SELECTED EXCERPT:
━━━━━━━━

Employees who appreciate the investment you’re making in their career are more apt to be loyal to the company. One study by LinkedIn indicated 94% of employees would stay at a company longer if it invested in their careers. This is significant in a time when employers are doing everything they can to keep employees connected while they work remotely. In short, ample talent development opportunities will help you keep top talent on board longer.

How can you improve talent development at your organization?

Creating an improved talent development program for your organization requires planning and cooperation between your human resource and learning teams. However, wherever things sit currently, it is possible to make some improvements over time by following some simple talent development best practices. Learn how and where you can start:

1. Understand your company objectives.

Based on the organizational objectives, you need to build your improved talent development plan to align with these goals and your business strategy for the near future. Start from where you are now and build from there. This will help you make sure that you’re investing in the right initiatives.

Let’s say your company is planning to work more with machine learning. That means that developing your employees’ skills in that area will be crucial for the future success of your organization.

2. Identify opportunities for upskilling and reskilling.

Take an inventory of current employee skills. What’s being utilized, and what’s just waiting to be applied? Understanding where underutilized expertise and knowledge are can be an excellent way to develop the necessary skills and capabilities for the organization. Take into consideration that new job types will require new or adaptable skills.

━━━━━━━━

RECORDS FOR THIS TASK:
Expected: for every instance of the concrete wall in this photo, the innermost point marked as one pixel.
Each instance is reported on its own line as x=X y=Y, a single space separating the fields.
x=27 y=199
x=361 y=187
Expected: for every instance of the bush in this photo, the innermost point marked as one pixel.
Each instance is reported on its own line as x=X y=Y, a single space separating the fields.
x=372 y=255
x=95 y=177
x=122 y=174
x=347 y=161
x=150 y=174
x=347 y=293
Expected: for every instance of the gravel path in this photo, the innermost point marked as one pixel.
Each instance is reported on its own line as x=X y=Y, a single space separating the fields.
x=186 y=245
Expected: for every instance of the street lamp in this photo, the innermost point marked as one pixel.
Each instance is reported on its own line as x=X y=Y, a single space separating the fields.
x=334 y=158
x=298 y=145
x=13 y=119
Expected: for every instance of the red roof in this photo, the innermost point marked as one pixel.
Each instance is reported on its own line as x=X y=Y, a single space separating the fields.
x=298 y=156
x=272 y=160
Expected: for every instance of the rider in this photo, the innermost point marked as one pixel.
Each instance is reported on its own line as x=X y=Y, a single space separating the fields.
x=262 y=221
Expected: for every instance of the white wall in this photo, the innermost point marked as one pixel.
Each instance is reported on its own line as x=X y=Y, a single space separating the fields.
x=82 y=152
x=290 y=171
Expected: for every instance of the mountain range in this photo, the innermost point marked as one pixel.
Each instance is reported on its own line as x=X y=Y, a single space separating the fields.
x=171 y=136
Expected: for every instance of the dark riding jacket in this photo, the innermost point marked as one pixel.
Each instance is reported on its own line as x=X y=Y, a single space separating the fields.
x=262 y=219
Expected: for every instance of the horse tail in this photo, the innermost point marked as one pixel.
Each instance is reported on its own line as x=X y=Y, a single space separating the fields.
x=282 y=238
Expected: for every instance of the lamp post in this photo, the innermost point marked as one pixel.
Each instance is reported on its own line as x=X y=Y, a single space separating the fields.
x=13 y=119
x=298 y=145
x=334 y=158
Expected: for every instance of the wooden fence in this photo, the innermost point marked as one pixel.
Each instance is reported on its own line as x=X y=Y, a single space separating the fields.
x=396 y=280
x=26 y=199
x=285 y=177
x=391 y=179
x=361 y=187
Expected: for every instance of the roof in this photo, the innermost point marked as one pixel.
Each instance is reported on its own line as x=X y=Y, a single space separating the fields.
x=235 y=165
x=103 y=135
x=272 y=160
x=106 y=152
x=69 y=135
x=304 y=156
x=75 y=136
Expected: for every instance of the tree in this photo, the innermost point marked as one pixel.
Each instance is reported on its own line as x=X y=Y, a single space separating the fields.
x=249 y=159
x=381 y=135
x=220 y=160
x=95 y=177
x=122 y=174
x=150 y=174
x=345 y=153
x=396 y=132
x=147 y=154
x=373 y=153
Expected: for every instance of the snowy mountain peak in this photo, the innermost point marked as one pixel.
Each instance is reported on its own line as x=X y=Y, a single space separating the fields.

━━━━━━━━

TASK REQUIREMENTS:
(1) Repeat word for word the stretch of the entries from the line containing "Expected: for every instance of the snowy" through the end of the entries.
(2) Carry on the passage on talent development from the point where it stops.
The passage on talent development and the entries were drawn from unrelated sources.

OUTPUTS:
(1)
Expected: for every instance of the snowy mountain peak in this photo, the innermost point marked as one pixel.
Each instance is reported on its own line as x=X y=Y, a single space separating the fields.

(2)
Which employees already have the basic skills that you can focus on developing? These are great candidates for participating in upskilling initiatives. Also, if there are jobs that are at risk of becoming obsolete while other roles are emerging, consider how you can reskill your existing employees to take on the new positions.

3. Provide many learning options and methods.

By using a tailored approach to learning and development, you can build a program that meets the needs of all employees. Talent development isn’t just about formal training. It can also include on-the-job learning, mentorship programs, coaching, e-learning, self-learning, and more. Involve managers in the process and create directories of learning resources. These should be readily available to your employees.

4. Create a culture that embraces continuous learning.

Encourage active learning and focus on developing adaptability. Motivate employees carve out time to learn every day. Make continuous learning a cultural core value and find ways to instill this mindset into your workforce.

A great example of this is Visa, which has created a strong culture of learning by establishing a learning team, corporate university, and an ongoing effort to provide industry-leading customized curriculum for its employees.

5. Promote performance coaching.

As a form of on-the-job learning, performance coaching stimulates employees to improve their skills through everyday interactions. It plays a crucial role in talent development. For example, managers can use a Skill Will Matrix to determine the right coaching strategies for individual employees. Learning should always be linked to performance, which, in turn, should be defined in measurable parameters.

6. Include leadership development.

Who are the future leaders of your company? Start identifying these people now and prepare a leadership development plan for them. This will help your organization build a solid leadership talent pipeline that will be ready for whatever happens in the future. In addition, focus on helping managers develop better behaviors to improve their relationships with subordinates.

7. Include all stakeholders in the effort.

Now is the time to foster communication between all the people who can build this employee development and training program. This includes human resources, talent managers, team managers, and the employees themselves. Create a committee to regularly discuss gaps, monitor progress, and cheerlead the talent development strategy.

8. Evaluate and improve, often.

For talent development programs to succeed, there needs to be a way to track data and measure it against performance goals. Many learning management systems offer reporting that can help achieve this. However, also look at the feedback received from employees on the quality of the learning and make improvements in response.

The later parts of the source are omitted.